[MATERIAL FOR THIS TASK]:
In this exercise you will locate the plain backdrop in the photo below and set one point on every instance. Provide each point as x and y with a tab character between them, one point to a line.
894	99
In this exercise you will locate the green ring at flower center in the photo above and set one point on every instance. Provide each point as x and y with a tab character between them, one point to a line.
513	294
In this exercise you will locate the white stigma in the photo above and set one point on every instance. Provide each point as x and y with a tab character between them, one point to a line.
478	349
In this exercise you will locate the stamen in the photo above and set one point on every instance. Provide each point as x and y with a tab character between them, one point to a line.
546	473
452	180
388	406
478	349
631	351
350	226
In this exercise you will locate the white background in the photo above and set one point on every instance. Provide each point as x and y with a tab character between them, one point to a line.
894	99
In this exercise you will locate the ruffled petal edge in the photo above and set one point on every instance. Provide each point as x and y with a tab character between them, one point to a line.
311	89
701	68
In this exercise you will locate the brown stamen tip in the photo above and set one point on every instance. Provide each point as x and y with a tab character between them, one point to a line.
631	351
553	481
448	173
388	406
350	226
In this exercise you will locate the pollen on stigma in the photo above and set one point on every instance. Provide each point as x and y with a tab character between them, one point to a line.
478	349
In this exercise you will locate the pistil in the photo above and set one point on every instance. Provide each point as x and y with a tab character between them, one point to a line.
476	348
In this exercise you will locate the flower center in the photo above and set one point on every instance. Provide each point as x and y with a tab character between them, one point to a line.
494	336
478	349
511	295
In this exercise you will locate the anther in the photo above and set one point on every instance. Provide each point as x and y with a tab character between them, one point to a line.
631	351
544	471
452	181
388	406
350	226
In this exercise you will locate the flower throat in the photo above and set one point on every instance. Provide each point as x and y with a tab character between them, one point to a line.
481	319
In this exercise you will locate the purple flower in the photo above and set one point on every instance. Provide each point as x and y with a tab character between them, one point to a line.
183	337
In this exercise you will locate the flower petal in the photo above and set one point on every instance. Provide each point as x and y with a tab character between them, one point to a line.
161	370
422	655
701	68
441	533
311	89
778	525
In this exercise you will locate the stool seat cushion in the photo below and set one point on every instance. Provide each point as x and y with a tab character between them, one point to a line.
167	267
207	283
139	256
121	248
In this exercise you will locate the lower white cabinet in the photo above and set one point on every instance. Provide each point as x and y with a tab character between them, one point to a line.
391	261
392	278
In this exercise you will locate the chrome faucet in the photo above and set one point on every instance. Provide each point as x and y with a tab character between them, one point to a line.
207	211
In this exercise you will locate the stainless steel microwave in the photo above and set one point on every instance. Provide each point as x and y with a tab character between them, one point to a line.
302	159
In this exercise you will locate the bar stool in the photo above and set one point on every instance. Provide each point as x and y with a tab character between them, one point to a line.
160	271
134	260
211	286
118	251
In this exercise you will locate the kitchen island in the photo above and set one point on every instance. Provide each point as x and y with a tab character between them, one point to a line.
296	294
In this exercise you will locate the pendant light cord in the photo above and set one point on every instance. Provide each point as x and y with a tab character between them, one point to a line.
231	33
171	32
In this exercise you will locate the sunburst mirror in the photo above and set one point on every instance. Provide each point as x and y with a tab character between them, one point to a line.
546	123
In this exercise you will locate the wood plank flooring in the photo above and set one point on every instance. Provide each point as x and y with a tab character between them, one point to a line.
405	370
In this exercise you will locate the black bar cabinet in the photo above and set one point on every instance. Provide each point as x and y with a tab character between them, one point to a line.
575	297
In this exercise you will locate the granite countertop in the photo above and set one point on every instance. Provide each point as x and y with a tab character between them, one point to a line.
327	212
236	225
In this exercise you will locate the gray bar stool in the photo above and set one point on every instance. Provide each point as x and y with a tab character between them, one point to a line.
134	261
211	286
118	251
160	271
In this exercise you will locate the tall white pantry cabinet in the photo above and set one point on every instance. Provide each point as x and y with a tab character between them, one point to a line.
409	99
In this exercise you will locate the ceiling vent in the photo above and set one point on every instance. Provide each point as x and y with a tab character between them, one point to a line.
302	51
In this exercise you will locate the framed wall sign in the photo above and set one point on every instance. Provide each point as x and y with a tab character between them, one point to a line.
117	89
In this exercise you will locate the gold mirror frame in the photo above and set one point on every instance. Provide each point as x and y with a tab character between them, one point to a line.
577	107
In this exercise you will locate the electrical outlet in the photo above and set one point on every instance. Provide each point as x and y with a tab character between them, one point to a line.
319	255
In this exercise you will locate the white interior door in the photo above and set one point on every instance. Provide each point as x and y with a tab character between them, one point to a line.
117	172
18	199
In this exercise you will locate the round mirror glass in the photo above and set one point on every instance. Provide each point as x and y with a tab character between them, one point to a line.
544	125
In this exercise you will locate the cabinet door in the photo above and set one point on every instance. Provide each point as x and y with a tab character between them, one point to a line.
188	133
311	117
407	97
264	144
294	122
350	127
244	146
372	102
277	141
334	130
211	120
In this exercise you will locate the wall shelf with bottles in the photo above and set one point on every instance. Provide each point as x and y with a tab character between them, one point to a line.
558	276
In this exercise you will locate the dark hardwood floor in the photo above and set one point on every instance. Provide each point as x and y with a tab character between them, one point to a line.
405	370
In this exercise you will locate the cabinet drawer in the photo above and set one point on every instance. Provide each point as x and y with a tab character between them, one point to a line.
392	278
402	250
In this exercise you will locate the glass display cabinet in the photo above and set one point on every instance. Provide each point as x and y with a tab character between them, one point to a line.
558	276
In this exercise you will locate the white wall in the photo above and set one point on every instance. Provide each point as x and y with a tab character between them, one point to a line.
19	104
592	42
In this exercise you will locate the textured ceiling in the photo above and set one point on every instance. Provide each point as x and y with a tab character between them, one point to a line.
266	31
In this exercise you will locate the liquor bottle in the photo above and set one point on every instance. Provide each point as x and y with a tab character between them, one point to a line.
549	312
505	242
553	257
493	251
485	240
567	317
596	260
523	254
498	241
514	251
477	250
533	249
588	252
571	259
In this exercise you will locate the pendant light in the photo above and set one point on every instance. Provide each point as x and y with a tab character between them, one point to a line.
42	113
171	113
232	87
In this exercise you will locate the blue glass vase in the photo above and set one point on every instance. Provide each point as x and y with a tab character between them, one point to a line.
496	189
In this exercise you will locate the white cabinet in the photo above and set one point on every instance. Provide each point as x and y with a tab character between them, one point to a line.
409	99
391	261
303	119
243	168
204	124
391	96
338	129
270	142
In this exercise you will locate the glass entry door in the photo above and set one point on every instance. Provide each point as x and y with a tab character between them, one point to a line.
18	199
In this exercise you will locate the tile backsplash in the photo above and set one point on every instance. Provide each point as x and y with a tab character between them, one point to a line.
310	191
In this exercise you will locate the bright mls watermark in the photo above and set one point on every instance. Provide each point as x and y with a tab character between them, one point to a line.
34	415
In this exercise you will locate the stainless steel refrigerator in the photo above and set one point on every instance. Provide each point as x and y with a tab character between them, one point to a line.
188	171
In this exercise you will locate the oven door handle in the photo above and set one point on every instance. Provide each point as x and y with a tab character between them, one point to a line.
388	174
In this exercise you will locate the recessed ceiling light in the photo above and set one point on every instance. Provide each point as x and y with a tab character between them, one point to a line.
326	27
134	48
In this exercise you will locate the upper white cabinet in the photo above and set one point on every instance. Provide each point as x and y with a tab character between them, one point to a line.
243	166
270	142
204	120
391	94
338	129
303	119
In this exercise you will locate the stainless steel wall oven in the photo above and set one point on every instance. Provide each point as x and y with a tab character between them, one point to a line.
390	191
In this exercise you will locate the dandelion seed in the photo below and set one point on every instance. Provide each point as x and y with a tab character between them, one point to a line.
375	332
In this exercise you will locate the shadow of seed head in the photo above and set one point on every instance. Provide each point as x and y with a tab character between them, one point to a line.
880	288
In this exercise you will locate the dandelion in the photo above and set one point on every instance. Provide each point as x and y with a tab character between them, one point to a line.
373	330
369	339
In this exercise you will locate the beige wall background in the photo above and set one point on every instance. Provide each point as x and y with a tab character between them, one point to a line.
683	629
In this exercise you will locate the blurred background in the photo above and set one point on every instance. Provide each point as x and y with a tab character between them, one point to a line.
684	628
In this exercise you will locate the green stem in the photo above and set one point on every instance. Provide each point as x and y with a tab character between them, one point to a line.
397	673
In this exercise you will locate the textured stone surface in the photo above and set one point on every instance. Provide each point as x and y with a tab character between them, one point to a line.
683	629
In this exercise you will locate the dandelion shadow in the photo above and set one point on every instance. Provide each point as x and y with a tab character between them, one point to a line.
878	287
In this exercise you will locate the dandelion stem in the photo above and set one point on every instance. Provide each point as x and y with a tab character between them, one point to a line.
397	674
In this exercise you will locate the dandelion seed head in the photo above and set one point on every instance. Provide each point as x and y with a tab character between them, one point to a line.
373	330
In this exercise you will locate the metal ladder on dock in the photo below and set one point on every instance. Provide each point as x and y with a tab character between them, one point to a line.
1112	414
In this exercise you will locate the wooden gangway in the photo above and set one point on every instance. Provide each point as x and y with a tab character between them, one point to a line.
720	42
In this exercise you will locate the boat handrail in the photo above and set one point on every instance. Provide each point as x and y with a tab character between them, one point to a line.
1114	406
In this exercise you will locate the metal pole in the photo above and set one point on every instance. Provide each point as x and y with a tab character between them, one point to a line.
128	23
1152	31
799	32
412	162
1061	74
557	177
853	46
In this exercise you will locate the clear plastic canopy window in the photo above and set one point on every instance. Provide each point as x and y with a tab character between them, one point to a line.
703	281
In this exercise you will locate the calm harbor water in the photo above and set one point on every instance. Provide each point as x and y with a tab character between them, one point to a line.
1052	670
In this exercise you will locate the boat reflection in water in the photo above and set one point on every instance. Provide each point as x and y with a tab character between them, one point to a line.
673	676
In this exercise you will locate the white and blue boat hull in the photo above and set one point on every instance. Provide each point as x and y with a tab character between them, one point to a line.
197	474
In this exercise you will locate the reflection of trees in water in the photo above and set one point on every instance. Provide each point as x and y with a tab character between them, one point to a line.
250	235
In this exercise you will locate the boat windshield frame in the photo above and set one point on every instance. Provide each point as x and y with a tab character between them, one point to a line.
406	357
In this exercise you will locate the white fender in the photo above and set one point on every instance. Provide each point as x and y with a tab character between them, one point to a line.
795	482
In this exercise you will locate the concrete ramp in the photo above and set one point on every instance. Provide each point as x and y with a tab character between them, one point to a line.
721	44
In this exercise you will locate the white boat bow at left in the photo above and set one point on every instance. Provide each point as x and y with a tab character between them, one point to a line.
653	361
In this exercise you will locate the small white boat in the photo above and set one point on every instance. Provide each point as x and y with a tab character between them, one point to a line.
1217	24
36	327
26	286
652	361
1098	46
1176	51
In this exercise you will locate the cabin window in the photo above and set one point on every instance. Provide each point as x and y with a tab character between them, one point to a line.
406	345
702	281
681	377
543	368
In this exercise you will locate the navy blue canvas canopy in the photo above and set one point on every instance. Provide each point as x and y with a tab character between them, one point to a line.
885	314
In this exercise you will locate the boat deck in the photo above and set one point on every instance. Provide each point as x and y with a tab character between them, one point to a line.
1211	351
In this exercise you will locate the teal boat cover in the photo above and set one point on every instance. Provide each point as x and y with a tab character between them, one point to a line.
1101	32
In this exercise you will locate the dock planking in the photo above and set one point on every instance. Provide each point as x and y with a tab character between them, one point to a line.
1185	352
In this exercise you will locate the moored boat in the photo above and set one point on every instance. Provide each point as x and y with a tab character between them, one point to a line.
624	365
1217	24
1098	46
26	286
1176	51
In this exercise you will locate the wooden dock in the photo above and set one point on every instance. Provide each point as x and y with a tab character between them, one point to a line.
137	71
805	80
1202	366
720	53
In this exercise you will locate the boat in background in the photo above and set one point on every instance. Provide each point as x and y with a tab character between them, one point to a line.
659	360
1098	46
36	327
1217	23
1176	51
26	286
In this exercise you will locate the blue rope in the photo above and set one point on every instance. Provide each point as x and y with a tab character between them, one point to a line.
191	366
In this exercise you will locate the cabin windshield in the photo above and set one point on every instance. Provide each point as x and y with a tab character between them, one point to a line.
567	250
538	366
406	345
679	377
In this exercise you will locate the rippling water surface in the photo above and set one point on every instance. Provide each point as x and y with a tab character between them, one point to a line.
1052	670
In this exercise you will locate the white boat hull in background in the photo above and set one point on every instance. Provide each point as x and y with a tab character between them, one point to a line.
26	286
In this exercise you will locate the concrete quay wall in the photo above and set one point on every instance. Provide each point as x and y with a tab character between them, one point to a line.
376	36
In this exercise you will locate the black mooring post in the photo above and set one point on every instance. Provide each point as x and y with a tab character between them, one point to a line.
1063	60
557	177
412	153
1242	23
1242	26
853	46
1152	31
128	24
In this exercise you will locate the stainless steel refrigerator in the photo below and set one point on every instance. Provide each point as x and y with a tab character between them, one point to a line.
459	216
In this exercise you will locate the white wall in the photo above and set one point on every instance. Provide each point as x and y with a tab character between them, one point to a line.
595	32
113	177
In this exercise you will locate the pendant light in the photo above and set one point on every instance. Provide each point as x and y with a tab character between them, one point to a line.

[SET EXERCISE]:
Please extract exactly, and only, the lines from the line containing "In this exercise you will locate the black mooring" through the last line of the records.

[RESULT OF THE TASK]:
In this exercise you will locate the black mooring post in the photo above and set one point on every instance. Provide each point as x and y with a tab character between them, one point to a line.
1063	60
557	177
412	153
1242	23
1242	26
853	46
1152	31
128	24
In this exercise you will locate the stainless steel refrigerator in the photo below and set one point on every instance. Provide each point as x and y with a tab character between them, one point to a line.
459	216
In this exercise you will locate the white wall in the photo above and set one point on every instance. Provide each point as x and y with a tab character between them, one point to a line.
595	32
113	177
In this exercise you will locate the pendant light in the photo above and set one point on every instance. Provide each point as x and y with a tab character between them, one point to a line.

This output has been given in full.